══ RECORDS FOR THE TASK ══

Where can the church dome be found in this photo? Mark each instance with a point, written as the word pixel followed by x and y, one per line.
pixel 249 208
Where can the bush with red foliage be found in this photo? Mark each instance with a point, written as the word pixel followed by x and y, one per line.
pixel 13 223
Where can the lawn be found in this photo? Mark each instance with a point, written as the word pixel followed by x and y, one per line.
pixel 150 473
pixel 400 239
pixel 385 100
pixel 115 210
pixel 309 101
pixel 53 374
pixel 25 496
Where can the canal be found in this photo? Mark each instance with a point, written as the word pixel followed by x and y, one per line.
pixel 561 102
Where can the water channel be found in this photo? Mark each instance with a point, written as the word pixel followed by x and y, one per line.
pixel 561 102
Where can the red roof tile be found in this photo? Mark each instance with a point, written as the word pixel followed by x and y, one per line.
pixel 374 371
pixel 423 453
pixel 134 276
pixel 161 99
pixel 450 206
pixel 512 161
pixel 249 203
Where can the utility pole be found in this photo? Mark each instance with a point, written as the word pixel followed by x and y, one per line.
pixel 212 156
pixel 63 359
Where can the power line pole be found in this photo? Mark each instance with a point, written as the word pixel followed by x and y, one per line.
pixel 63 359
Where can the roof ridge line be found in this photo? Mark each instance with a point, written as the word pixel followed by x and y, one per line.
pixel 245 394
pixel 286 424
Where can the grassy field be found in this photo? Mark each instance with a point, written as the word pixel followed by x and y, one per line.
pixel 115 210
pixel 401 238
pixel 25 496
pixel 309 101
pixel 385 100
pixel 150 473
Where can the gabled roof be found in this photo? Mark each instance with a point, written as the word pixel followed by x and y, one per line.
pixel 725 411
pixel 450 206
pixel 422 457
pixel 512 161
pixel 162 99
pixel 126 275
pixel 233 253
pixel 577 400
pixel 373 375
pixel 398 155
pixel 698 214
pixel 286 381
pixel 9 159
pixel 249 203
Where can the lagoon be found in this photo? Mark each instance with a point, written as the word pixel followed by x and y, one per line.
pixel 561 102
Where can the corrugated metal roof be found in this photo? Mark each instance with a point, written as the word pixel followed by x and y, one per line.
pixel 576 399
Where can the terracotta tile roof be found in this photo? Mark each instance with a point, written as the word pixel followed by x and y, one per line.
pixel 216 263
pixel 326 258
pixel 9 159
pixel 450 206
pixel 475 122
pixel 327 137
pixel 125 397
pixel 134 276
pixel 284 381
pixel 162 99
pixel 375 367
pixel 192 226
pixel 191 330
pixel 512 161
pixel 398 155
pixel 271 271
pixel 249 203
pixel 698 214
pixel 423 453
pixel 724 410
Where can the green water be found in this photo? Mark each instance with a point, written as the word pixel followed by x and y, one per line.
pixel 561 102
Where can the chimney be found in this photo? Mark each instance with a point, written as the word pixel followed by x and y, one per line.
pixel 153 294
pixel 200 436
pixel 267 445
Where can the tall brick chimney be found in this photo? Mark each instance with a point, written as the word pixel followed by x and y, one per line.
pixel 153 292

═══

- [TASK DETAILS]: Please return every entry exactly as it appears.

- [ANSWER FOR THE TASK]:
Where can the church dome be found in this photo? Mark each instance with a point, written as the word pixel followed by x and y, one per line.
pixel 249 208
Where can the bush with red foliage be found in this photo? Mark each instance with a point, written as the word pixel followed by x and y, one per line.
pixel 13 223
Where can the lawn be found in this photo? Mark each instance with a point, written as the word pixel followed by x and y, one per line.
pixel 150 473
pixel 400 239
pixel 385 100
pixel 115 210
pixel 309 101
pixel 53 374
pixel 25 496
Where can the canal be found in this photo? Mark each instance with a point, written as the word pixel followed by x and y, one per line.
pixel 561 102
Where can the water channel be found in this photo? Mark each instance with a point, written as the word pixel followed by x and y, one per line.
pixel 561 102
Where can the red roof tile be found in this photo? Mark each instance with a point, written as the word pixel followed by x and y, one per line.
pixel 374 371
pixel 423 453
pixel 134 276
pixel 161 99
pixel 450 206
pixel 512 161
pixel 249 203
Where can the utility pole be found in this photo? Mark each instance with a point, written as the word pixel followed by x and y, one per line.
pixel 212 156
pixel 63 359
Where can the power line pole be found in this photo? Mark each instance with a point, written as the word pixel followed by x and y, one per line.
pixel 63 359
Where can the roof ridge line be found in this photo? Mark each instance with a point, written as the word pixel followed by x and y, one per line.
pixel 245 394
pixel 286 424
Where can the grassy field be found in this photo? Mark each instance with a point, written as the word pixel followed by x and y, one per line.
pixel 115 210
pixel 401 238
pixel 25 496
pixel 309 101
pixel 385 100
pixel 150 473
Where can the gabled roof be found in this photo? Mark each instance with a point, written as the word pixel followed by x and y, one per line.
pixel 725 411
pixel 450 206
pixel 422 457
pixel 512 161
pixel 162 99
pixel 126 275
pixel 233 253
pixel 577 400
pixel 373 375
pixel 398 155
pixel 698 214
pixel 286 381
pixel 9 159
pixel 249 203
Where can the lagoon be found in this photo? Mark each instance with a point, written as the word pixel followed by x and y, one per line.
pixel 561 102
Where can the corrugated metal roof be found in this photo? Mark each instance with a point, written as the word pixel followed by x and y, one per line.
pixel 576 399
Where can the terracotta tile roof be found in this photo? Mark each instance with a point, written as the word pixel followed by x and y, one per line.
pixel 216 263
pixel 326 258
pixel 9 159
pixel 450 206
pixel 475 122
pixel 327 137
pixel 125 397
pixel 134 276
pixel 284 381
pixel 162 99
pixel 375 367
pixel 192 226
pixel 191 330
pixel 512 161
pixel 398 155
pixel 271 271
pixel 249 203
pixel 698 214
pixel 423 453
pixel 724 410
Where can the green water be found in this photo? Mark each instance with a point, written as the word pixel followed by x and y, one per line.
pixel 561 102
Where can the chimney be found in this photo? Mark each instance with a point, written as the word pixel followed by x and y, one per line.
pixel 153 294
pixel 200 436
pixel 267 445
Where can the tall brick chimney be found in this photo? Mark each instance with a point, written as the word pixel followed by x and y, one per line.
pixel 153 292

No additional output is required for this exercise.